=== DIRECTIONS FOR THIS TASK ===
Scan the listing beneath this sentence. Report each line with the word "yellow".

=== SUPPLIED DATA ===
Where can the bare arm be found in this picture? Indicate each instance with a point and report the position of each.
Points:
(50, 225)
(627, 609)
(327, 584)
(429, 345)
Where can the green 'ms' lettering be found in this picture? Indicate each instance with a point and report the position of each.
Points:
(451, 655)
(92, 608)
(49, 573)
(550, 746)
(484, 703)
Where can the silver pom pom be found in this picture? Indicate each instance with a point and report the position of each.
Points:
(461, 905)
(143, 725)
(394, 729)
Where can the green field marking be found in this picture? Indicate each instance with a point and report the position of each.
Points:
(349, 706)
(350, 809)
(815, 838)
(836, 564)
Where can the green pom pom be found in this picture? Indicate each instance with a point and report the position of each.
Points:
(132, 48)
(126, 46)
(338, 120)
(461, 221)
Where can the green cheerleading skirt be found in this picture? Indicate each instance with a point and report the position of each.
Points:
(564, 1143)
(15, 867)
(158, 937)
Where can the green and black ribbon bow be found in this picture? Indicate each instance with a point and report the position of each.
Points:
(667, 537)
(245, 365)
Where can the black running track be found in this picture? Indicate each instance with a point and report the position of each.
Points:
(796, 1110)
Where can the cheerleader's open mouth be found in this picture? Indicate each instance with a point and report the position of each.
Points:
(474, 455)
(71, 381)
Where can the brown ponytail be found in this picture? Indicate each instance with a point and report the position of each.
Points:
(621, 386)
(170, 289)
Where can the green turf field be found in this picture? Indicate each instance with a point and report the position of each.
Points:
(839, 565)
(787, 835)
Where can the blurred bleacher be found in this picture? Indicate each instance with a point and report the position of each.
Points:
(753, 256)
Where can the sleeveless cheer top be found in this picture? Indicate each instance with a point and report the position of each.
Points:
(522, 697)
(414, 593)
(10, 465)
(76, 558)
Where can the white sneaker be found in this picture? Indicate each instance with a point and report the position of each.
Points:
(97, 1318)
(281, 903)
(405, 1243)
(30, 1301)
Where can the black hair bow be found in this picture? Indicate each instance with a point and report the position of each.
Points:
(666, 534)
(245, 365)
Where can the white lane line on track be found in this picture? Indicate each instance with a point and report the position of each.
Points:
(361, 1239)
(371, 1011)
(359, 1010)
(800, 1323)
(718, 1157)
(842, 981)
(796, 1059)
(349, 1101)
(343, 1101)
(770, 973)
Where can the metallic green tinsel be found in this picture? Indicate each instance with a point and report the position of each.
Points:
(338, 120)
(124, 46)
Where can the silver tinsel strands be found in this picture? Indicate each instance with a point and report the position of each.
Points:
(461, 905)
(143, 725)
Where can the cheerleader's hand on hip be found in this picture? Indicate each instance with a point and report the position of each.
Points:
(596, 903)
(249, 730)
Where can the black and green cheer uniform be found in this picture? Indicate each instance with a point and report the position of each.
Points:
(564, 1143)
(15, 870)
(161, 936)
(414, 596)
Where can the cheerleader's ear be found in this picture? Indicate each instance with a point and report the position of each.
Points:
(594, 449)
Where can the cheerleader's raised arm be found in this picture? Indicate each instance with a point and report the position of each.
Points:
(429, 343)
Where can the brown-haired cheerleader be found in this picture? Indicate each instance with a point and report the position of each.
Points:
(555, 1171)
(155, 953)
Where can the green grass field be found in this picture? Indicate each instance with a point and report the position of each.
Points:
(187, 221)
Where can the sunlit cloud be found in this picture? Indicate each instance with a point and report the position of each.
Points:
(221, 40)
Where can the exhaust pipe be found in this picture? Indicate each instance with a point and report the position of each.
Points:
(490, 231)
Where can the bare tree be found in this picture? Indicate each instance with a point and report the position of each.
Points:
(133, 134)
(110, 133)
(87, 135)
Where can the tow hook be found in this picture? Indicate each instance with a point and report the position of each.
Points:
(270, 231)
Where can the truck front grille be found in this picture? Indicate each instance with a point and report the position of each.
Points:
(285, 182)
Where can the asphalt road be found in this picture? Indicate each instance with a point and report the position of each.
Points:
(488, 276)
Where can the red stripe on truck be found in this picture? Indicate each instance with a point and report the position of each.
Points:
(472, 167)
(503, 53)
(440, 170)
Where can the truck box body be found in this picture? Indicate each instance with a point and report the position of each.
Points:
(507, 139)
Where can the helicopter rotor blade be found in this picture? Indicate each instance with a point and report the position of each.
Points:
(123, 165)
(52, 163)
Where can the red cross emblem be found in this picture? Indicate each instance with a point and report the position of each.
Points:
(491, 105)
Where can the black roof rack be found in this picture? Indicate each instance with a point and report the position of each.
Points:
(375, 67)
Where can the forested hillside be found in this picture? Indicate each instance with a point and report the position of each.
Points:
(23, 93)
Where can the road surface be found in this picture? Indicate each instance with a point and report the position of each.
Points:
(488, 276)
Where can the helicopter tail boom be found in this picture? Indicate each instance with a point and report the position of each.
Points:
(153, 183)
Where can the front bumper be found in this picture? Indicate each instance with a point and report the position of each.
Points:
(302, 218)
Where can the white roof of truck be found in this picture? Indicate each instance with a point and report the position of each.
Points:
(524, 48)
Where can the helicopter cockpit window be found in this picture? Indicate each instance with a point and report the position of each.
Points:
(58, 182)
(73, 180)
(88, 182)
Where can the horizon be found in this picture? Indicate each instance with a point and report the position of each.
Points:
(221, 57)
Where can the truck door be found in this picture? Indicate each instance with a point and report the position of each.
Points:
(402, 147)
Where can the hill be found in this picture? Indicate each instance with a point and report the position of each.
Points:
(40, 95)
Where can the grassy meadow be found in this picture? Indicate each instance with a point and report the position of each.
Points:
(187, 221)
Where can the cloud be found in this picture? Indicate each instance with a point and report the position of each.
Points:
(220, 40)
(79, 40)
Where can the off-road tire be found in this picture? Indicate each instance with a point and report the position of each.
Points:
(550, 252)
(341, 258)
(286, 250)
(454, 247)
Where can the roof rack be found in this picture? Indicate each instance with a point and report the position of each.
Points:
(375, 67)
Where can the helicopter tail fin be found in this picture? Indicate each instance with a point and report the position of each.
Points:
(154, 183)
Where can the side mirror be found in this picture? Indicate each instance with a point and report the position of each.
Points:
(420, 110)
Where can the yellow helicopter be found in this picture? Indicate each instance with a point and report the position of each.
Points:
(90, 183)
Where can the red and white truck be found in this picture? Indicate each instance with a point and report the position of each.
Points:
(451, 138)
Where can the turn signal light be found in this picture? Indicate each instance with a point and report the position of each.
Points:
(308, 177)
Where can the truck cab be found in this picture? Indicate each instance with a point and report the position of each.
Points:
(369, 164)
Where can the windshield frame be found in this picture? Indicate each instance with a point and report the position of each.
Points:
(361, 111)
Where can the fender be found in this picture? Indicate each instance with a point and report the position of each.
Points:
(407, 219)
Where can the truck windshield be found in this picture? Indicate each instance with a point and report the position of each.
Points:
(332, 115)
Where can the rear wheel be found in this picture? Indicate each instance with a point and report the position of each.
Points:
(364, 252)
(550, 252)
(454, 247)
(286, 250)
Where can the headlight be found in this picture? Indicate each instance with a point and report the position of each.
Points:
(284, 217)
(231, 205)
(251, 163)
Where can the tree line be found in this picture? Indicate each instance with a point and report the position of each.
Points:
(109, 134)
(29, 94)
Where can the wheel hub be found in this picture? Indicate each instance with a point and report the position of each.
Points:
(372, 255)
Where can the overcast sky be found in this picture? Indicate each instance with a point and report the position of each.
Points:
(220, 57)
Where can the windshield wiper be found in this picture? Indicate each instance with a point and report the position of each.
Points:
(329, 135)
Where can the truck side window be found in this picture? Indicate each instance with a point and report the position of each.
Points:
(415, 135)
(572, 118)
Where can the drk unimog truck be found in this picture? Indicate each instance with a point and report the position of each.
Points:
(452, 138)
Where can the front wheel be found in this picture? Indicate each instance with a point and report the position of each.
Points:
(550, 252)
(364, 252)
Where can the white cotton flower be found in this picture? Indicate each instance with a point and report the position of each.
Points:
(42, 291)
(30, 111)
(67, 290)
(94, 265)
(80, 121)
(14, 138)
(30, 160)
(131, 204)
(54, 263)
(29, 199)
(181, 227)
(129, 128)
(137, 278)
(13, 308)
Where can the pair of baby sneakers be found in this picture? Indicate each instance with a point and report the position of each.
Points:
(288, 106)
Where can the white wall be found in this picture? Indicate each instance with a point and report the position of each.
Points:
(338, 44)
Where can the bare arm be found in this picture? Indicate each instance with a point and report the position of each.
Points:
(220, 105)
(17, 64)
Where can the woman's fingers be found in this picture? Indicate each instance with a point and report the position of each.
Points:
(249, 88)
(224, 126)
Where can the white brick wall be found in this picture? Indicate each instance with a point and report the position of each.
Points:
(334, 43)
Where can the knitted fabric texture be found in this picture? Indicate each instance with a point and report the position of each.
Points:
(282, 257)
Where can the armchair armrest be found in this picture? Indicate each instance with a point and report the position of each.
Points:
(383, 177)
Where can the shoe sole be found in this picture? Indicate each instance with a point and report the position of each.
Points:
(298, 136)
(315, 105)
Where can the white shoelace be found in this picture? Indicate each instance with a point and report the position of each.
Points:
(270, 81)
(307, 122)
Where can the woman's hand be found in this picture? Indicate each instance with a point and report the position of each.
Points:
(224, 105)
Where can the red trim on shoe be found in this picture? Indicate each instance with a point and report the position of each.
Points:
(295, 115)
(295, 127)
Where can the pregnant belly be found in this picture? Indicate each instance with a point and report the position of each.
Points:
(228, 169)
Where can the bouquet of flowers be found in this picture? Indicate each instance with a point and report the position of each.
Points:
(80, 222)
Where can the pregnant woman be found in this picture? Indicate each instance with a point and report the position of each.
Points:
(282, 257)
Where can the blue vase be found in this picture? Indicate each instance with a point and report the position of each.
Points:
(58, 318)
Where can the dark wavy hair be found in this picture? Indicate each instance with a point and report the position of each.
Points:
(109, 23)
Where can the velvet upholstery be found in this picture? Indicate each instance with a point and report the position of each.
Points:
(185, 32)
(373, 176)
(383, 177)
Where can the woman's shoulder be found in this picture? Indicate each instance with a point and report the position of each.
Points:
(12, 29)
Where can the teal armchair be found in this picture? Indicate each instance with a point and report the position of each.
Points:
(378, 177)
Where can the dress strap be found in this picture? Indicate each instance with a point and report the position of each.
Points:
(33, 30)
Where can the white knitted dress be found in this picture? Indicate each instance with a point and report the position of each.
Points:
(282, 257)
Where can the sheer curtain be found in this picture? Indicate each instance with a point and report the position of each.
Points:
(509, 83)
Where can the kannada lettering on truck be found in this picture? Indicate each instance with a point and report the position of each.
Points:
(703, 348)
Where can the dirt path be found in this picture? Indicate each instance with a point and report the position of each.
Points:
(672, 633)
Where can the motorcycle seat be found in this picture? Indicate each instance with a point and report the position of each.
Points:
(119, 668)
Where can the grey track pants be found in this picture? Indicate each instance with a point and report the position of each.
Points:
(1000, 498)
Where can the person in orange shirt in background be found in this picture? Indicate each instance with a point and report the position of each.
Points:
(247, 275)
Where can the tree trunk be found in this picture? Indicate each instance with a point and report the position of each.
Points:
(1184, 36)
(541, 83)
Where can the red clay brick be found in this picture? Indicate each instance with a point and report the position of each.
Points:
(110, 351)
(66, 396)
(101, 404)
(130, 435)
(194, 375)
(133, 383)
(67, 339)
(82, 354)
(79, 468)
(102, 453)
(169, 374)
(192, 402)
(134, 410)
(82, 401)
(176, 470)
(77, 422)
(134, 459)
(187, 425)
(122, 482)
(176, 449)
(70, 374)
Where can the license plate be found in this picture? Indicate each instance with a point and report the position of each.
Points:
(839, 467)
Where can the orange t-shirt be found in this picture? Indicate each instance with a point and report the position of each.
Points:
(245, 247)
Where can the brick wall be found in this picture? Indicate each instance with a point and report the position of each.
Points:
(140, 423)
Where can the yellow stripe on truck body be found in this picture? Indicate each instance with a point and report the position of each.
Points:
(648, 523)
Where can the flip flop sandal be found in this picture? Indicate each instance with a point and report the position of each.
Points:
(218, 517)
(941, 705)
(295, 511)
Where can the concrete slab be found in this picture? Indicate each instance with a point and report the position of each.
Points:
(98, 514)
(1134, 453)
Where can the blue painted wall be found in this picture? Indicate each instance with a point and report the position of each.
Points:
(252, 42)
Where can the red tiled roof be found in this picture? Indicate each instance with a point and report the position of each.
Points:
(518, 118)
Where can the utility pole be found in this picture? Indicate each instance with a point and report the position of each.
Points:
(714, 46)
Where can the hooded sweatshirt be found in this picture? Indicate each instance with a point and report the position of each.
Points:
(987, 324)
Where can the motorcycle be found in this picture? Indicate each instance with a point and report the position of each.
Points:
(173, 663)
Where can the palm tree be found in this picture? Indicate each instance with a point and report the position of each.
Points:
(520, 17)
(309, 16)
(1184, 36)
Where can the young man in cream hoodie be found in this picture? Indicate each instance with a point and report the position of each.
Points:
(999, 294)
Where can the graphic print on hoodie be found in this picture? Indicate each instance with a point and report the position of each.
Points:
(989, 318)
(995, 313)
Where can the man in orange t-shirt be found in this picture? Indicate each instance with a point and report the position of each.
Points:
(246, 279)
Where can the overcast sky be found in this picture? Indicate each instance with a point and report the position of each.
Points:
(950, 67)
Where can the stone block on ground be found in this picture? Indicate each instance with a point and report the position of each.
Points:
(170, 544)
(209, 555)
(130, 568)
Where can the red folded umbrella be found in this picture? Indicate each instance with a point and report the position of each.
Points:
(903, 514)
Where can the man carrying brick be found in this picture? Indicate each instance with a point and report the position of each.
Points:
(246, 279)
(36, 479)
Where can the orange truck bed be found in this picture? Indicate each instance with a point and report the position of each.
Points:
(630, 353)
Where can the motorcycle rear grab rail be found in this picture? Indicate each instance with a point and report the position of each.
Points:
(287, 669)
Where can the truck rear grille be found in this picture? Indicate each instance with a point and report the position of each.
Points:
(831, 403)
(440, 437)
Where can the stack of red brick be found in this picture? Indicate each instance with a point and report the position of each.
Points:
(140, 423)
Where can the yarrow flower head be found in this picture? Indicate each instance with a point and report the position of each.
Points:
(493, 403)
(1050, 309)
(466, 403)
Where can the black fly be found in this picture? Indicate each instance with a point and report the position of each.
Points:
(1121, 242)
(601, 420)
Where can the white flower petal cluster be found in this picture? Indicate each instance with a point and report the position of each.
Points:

=== EXERCISE SOLUTION ===
Where can the yellow helicopter be found in this picture? Indicate each instance with a point and report the position of each.
Where can the yellow stripe on truck body be found in this picture? Indicate each instance with a point and report the position of each.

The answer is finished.